The exercise – Render each line of the records below as an item in a numbered list, omitting any blank lines.

Source records –
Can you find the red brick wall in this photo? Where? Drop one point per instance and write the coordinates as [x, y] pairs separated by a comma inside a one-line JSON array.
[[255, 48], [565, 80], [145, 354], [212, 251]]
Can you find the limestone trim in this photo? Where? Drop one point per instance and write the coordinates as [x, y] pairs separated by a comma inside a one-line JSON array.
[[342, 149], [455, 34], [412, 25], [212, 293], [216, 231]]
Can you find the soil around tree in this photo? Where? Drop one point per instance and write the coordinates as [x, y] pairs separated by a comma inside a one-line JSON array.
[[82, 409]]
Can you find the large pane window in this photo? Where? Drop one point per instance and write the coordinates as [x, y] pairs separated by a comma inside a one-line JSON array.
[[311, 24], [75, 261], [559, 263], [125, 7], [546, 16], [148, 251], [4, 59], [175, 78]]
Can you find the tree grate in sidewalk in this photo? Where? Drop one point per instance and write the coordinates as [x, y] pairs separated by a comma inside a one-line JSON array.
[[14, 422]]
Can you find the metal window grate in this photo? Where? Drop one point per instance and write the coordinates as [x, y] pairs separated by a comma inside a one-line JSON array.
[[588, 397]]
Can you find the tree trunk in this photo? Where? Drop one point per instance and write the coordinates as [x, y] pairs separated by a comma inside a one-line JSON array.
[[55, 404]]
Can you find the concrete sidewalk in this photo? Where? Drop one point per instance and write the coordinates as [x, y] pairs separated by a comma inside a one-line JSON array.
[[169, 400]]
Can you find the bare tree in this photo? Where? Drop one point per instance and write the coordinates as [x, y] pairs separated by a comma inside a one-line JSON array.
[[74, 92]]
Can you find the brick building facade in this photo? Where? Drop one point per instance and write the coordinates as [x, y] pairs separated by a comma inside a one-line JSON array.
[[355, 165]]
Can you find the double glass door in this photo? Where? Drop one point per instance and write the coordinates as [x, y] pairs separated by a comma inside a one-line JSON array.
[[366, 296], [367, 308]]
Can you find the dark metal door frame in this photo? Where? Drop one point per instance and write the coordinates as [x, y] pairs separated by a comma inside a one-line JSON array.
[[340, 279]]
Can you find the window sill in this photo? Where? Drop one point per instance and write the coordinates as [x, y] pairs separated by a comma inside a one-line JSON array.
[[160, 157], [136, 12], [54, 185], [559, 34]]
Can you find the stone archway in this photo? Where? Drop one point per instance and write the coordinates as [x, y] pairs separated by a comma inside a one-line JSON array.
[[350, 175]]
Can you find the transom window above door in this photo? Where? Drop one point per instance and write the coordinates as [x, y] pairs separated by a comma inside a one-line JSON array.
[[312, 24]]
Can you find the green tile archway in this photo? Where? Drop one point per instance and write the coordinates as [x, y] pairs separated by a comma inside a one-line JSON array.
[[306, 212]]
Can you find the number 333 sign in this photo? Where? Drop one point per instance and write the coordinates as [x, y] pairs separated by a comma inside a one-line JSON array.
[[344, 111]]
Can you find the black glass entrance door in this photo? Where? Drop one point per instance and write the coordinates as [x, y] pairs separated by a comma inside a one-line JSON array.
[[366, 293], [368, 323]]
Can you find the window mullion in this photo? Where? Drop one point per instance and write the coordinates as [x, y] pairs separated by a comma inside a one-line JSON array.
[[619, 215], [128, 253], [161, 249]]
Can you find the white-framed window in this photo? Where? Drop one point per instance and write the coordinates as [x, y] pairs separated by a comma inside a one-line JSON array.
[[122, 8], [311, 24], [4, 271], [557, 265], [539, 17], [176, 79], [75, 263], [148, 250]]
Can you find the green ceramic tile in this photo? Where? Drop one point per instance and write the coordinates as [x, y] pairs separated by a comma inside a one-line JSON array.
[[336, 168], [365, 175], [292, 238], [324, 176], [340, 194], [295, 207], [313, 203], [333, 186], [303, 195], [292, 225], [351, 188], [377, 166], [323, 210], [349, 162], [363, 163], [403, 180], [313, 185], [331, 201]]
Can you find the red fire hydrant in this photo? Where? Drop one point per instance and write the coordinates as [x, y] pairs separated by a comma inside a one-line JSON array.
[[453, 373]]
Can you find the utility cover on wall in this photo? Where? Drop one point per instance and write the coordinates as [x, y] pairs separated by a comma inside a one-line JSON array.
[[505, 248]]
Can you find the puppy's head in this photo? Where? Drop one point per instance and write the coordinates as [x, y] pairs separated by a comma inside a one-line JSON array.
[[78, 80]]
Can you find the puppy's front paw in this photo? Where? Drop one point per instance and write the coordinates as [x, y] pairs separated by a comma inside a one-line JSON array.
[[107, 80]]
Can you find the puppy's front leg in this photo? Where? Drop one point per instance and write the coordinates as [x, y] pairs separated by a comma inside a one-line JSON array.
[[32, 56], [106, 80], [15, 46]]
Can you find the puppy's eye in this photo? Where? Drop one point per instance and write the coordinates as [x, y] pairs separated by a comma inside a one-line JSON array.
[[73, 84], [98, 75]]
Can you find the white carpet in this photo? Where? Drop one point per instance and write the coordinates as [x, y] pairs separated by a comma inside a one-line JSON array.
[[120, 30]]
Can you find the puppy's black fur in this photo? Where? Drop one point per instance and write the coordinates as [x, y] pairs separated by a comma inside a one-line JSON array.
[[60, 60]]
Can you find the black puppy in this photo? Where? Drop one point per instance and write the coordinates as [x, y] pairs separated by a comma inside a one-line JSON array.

Result of the task –
1. Can you find the red brick wall in this photo? Where? Drop one point per instance and write the coordinates as [x, y] pairs separated by a comma inside a one-line JSON array.
2. [[255, 48], [565, 80], [145, 354], [212, 251]]
3. Can you find the limestone trim in this photo? Where? Drop one point per instance and write the coordinates as [x, y] pairs separated by a comma inside a one-line JSON array.
4. [[342, 149], [455, 34], [412, 25], [212, 293], [216, 231]]
5. Can you find the soil around tree in this photo? Where? Drop one point per instance and write the coordinates as [x, y] pairs separated by a comma inside a one-line JSON array.
6. [[82, 409]]
7. Can you find the large pane window in this photo? Where? Drop one point per instance and write the coordinates as [x, y] pairs separated by a comma inside a one-line JSON array.
8. [[311, 24], [75, 261], [559, 263], [125, 7], [546, 16], [148, 251], [4, 59], [175, 78]]
9. Can you find the tree grate in sidewalk in this photo? Where? Drop one point per instance and write the coordinates as [x, y] pairs separated by a comma inside a one-line JSON array.
10. [[14, 422]]
11. Can you find the metal window grate in this photo? Where? Drop one point per instance and write the coordinates as [x, y] pairs separated by a comma inside a one-line JSON array.
12. [[588, 397]]
13. Can you find the tree trunk in this photo? Where? Drop one point per instance and write the coordinates as [x, y] pairs separated by a comma inside a one-line JSON array.
14. [[55, 404]]
15. Can you find the concrete sidewalk in this photo? Where? Drop one point per instance and write the coordinates as [x, y] pairs separated by a comma inside a one-line JSON array.
16. [[169, 400]]
17. Can you find the bare tree in this photo? Where? Drop one point per instance and write the coordinates as [x, y] pairs separated by a comma inside a one-line JSON array.
18. [[74, 92]]
19. Can you find the brick building facade in this photo? Where? Drop one point per instance and write the coordinates as [x, y] pairs separated by a comma inside a one-line JSON array.
20. [[355, 165]]
21. Can you find the double glass door in this photo? Where? Drop one point per instance and write the coordinates as [x, y] pairs separated by a comma inside a one-line JSON array.
22. [[366, 296], [367, 308]]
23. Can you find the dark metal door frame in this photo? Where? Drop one point per instance and write the coordinates as [x, y] pairs separated by a comma inside a one-line JSON array.
24. [[340, 279]]
25. Can you find the window sill in this photo? Where? Drop one point per instance and write the coordinates as [x, y] pairs separated by a comma inside a one-line JSON array.
26. [[160, 157], [136, 12], [54, 185], [559, 34]]
27. Can you find the stone archway in this photo? Where? Drop one point per instance and write the coordinates as [x, y] pairs separated by a comma inside a one-line JSON array.
28. [[350, 175]]
29. Can you find the transom window above door in this photo? Where? Drop one point per instance and write the coordinates as [x, y] pairs separated by a comma inside a one-line JSON array.
30. [[312, 24]]
31. Can you find the green tile archway in this photo? Where? Drop one point per instance and write the coordinates as [x, y] pairs separated by a comma inside a one-line JSON array.
32. [[306, 212]]
33. Can you find the number 333 sign in this photo? Where? Drop one point per instance and write the coordinates as [x, y] pairs separated by a comma inside a one-line JSON array.
34. [[344, 111]]
35. Can you find the black glass entrance door in this photo? Where? Drop one point per instance and write the coordinates as [x, y] pairs separated by a comma inside a one-line JSON array.
36. [[366, 293], [368, 323]]
37. Can you find the window mullion in this photo? Where? Drop one point per instance and write the coordinates as [x, y] pairs separated by a comma inside a one-line JSON array.
38. [[619, 215], [128, 253], [161, 249]]
39. Can you find the white-framed window in this photo? Where? Drop one point per instance and write the coordinates as [x, y] pairs separated by a comma inside a one-line JSON array.
40. [[122, 8], [311, 24], [4, 271], [557, 265], [539, 17], [176, 79], [75, 263], [148, 250]]
41. Can you find the green ceramic tile in this photo? Where? Drop one point per instance and write the coordinates as [x, y] pairs separated by a comma inside a one-line JSON array.
42. [[336, 168], [365, 175], [292, 238], [324, 176], [340, 194], [295, 207], [313, 203], [333, 186], [303, 195], [292, 225], [351, 188], [377, 166], [323, 210], [349, 162], [363, 163], [403, 180], [313, 185], [331, 201]]
43. Can you find the red fire hydrant in this photo? Where? Drop one point per instance and write the coordinates as [x, y] pairs separated by a comma inside a one-line JSON array.
44. [[453, 373]]
45. Can you find the utility cover on wall in this photo? Where? Drop one point per instance and write the coordinates as [x, y] pairs separated by a comma inside a one-line JSON array.
46. [[505, 248]]
47. Can you find the puppy's head in this photo? Where? Drop one point per instance and write the coordinates as [x, y] pairs separated by a comma inside a one-line JSON array.
48. [[78, 80]]
49. Can you find the puppy's front paw in this photo? Where? Drop one point per instance and write the coordinates as [x, y] pairs separated by a comma inside a one-line JSON array.
50. [[107, 80]]
51. Can you find the puppy's front leg in this photo? Where? Drop one point per instance and write the coordinates as [x, y] pairs separated by a comma inside a one-line JSON array.
52. [[32, 56], [106, 80], [15, 46]]
53. Can you find the puppy's eye in this photo? Where? Drop one point per instance and write the coordinates as [x, y] pairs separated by a comma inside a one-line JSON array.
54. [[73, 84], [98, 75]]
55. Can you find the white carpet in this photo? Where? Drop one point per instance and write the coordinates as [x, y] pairs separated by a comma inside a one-line JSON array.
56. [[120, 30]]
57. Can you find the puppy's black fur in this photo? Where? Drop one point per instance and write the coordinates as [x, y] pairs separated by a comma inside a one-line JSON array.
58. [[60, 60]]
59. Can you find the black puppy in this photo? Where? Drop one point per instance and write the coordinates as [x, y] pairs separated by a comma inside a one-line JSON array.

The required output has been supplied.